■ Short problem:
Rewrite the listing from the line containing "lot? Mark that spot." through the end of the listing, putting "most central" wherever "deepest" appears and changing nothing else.

■ Material to process:
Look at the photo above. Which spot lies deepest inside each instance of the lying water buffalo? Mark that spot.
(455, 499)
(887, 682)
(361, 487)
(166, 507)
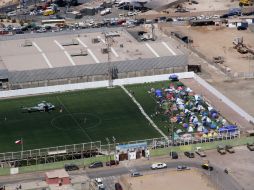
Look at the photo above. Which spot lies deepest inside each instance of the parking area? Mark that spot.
(66, 50)
(240, 164)
(168, 180)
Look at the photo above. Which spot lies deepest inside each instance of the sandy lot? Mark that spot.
(241, 92)
(217, 41)
(242, 171)
(6, 2)
(212, 5)
(169, 180)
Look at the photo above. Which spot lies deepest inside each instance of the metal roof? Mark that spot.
(94, 69)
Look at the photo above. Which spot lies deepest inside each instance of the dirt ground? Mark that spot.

■ Correct result:
Look at the photo above. Which spot lies most central inside each instance of the sandy lot? Mark that spot.
(241, 92)
(217, 41)
(242, 171)
(6, 2)
(212, 5)
(169, 180)
Look at the photo above. Which spot lies most central inside each instance of the metal roof? Mark that spot.
(94, 69)
Look at the photo above. Which spot lies most central inside each instance of the dirt ground? Mark that spot.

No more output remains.